-- Start of Reading text --

Who The Hell Invented Trash?

After downing a disgusting container of yogurt from Superfresh last night, I let my friend’s dog lick out the inside of the container and then went to throw it into the trash. And it struck me how stupid and inefficient of a system we have: somebody countless miles away makes nasty yogurt and has it shipped, possibly around the globe. Then I have to go to an over-priced store to buy it, and it tastes like shit. Then I’m supposed to throw away the plastic container the thing came in, and not think about it ever again.

How dumb is that?

Even recycling this container doesn’t really solve the problem as I see it. First off, recycling is rarely financially viable. (I have a link to a good documentary on this someplace laying around). Second, it is an after-the-fact solution which doesn’t even address the underlying issues of why our system is set up this way in the first place. Who is benefiting off of us consuming products and producing humongous amounts of “trash”? Certainly we aren’t the ones who are winning in all of this: we have to have shitty jobs where our minds and bodies become numb so that we can buy unwholesome products and then throw away perfectly good containers, packaging and other objects.

-- End of Reading text --
-- Start of Items --

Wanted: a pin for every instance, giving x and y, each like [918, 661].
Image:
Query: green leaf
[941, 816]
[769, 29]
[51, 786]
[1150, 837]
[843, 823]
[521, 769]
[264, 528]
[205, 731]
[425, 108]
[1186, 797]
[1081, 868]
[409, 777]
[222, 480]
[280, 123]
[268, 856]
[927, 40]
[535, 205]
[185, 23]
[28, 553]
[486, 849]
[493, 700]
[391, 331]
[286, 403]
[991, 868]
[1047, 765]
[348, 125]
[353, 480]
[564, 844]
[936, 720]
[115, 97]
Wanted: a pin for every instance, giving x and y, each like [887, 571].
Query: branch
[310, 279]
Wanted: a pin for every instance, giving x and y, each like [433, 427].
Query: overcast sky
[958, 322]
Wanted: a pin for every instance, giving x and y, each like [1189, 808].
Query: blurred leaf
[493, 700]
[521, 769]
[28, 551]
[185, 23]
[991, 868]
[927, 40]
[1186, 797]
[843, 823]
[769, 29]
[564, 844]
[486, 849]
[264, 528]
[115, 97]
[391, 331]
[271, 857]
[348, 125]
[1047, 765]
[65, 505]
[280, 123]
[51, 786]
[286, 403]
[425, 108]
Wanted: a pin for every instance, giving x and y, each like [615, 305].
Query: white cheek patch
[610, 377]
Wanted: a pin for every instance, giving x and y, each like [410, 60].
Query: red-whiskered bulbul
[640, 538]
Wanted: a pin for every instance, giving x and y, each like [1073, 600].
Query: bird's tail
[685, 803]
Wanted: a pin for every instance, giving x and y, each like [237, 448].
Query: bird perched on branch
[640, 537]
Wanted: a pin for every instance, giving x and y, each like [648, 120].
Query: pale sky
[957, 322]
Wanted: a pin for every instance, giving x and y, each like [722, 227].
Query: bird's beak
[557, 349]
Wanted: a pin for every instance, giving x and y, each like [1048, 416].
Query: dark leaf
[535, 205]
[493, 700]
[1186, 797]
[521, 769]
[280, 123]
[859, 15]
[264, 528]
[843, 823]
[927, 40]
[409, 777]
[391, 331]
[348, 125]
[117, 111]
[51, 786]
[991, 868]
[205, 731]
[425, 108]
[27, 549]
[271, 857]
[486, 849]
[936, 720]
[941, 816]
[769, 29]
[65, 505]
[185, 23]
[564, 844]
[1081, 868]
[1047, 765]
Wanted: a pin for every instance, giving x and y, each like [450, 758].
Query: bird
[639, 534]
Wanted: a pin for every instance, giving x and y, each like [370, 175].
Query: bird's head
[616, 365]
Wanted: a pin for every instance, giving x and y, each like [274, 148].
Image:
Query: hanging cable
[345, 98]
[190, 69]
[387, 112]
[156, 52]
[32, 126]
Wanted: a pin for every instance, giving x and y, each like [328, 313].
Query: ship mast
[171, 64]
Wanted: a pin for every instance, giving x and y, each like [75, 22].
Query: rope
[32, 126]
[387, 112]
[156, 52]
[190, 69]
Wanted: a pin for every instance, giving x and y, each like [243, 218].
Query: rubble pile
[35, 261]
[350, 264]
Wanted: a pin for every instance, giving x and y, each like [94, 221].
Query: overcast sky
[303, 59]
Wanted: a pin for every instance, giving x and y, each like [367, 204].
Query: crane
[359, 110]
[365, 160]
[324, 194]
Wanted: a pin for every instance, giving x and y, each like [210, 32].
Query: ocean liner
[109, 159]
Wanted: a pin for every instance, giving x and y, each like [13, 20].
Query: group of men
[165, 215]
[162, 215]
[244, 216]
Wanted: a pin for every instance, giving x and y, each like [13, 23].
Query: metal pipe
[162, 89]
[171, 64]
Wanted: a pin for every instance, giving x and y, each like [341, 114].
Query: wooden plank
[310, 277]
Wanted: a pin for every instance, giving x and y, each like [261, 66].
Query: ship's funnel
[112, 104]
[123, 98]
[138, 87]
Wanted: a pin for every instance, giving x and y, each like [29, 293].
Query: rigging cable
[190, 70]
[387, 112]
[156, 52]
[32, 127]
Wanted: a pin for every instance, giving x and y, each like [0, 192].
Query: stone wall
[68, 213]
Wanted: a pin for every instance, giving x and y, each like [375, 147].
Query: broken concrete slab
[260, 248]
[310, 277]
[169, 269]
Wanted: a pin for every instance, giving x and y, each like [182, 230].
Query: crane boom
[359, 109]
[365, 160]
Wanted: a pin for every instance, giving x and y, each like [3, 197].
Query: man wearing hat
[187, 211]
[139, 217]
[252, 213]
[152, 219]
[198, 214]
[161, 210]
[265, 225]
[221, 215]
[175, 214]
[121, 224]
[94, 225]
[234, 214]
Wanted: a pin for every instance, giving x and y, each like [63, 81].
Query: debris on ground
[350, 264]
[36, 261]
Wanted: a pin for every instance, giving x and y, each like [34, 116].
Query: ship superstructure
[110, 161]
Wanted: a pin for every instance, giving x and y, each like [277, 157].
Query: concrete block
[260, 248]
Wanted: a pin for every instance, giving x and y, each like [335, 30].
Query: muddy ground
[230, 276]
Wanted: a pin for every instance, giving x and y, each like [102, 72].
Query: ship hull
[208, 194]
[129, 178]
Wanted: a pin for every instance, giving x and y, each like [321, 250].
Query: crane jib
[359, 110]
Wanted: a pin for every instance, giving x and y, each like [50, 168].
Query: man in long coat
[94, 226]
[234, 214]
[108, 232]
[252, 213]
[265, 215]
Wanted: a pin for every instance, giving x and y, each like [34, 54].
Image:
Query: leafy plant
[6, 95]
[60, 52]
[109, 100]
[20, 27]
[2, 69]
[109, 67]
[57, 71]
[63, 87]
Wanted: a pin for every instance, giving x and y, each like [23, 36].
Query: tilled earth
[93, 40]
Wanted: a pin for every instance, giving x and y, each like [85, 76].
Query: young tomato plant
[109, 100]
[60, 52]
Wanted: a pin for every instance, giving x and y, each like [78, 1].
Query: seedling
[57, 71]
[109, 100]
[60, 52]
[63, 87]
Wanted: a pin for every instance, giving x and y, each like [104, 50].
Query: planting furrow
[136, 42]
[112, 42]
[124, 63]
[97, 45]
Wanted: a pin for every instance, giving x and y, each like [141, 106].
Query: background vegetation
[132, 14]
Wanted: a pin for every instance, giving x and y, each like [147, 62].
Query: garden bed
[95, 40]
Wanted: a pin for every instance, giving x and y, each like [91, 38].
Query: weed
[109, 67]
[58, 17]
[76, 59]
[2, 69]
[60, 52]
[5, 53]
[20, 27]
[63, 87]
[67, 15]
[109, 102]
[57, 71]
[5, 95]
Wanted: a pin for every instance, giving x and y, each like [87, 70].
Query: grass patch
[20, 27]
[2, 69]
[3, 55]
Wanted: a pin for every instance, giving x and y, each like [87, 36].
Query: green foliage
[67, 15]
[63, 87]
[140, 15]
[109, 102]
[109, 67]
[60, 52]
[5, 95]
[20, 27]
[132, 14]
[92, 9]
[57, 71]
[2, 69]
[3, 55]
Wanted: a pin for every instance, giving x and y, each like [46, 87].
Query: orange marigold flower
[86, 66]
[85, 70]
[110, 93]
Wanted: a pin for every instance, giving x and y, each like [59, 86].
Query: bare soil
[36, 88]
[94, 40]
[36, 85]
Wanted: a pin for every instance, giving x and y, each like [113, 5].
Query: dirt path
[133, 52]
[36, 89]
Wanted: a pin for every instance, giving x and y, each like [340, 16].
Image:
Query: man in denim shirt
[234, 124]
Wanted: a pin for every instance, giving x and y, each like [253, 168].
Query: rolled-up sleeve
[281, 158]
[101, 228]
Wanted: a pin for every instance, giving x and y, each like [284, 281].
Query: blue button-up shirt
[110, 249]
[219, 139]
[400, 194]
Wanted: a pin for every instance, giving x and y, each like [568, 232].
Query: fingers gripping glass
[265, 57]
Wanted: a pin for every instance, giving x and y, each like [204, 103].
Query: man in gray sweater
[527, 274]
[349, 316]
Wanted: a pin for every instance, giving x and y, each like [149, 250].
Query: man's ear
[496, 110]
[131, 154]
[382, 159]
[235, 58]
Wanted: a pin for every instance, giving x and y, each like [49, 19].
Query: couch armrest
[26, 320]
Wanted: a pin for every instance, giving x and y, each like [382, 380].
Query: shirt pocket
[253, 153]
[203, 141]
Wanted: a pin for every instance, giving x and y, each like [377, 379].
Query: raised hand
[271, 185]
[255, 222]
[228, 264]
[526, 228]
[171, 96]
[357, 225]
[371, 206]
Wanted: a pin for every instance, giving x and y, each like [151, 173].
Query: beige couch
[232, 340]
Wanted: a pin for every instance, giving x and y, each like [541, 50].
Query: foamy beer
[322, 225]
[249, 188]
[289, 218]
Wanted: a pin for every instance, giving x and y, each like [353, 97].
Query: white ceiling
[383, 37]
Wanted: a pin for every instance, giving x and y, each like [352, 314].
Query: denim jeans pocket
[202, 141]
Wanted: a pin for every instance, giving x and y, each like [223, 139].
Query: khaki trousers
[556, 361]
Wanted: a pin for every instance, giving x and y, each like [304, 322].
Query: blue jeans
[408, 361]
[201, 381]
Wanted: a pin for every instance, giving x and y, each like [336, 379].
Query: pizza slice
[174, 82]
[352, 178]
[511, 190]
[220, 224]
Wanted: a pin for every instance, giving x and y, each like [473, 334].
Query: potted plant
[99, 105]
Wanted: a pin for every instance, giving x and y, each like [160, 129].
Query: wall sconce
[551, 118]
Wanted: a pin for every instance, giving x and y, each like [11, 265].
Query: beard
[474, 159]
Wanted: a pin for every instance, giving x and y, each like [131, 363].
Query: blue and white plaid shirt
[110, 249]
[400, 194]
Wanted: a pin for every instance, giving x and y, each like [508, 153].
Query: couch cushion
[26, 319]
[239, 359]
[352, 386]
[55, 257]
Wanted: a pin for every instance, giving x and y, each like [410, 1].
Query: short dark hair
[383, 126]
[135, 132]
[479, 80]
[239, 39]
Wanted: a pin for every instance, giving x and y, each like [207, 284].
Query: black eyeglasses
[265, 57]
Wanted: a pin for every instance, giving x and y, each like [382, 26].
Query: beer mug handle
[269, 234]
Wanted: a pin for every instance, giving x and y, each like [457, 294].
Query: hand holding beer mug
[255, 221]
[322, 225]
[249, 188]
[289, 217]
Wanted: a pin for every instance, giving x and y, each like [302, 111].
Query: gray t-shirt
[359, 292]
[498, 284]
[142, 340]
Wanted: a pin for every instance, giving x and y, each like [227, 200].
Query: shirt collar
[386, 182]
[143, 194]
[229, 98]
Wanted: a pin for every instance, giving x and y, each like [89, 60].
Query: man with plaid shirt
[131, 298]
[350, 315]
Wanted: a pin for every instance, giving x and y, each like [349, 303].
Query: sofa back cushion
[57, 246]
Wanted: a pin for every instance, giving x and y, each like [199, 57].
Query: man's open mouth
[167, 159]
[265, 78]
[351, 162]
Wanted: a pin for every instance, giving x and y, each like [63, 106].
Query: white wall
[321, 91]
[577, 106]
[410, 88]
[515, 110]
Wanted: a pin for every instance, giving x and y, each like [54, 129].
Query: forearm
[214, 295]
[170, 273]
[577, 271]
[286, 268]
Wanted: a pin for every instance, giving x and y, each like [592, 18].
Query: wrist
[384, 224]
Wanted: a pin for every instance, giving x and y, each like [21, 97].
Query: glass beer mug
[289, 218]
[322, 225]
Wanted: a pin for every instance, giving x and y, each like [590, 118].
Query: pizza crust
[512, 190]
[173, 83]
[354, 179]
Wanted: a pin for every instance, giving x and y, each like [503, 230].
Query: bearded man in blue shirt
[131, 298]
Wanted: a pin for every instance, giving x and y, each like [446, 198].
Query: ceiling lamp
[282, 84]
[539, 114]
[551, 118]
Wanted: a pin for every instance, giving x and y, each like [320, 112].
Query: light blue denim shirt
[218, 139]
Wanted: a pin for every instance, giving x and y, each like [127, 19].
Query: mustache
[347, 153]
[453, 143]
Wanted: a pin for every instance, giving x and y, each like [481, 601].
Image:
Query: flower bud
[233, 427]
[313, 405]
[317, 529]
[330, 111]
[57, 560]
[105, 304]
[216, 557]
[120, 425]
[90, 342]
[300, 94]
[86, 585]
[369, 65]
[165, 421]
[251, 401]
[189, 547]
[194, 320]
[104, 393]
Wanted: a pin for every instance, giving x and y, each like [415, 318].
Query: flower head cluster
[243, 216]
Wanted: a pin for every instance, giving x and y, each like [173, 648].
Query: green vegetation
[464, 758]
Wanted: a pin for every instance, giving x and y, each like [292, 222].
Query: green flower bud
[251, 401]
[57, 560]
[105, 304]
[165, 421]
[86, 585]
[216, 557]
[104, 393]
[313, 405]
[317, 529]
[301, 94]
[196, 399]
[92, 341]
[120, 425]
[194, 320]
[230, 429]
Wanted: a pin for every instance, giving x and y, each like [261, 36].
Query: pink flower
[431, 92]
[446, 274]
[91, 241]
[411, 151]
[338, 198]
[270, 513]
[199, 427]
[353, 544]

-- End of Items --

To be done:
**a)** In the post about trash, who licked out the yogurt container?
**b)** Take the post about trash further, starting after its last sentence.
The items have nothing to do with the post about trash.

Responses:
**a)** The writer's friend's dog.

**b)**
Saying we need to recycle is not enough. Advocating the crash of civilization is simply not a realistic or humane option either. Global warming pales in comparison to the ridiculousness of this underlying problem to begin with.

And what is trash really anyway? Trash is merely objects which have had their value unassigned to them. What if we could begin reassigning value to trash objects? How would we do that? How would we make it viable? How would we do it in such a way that would impact the system which spawned it?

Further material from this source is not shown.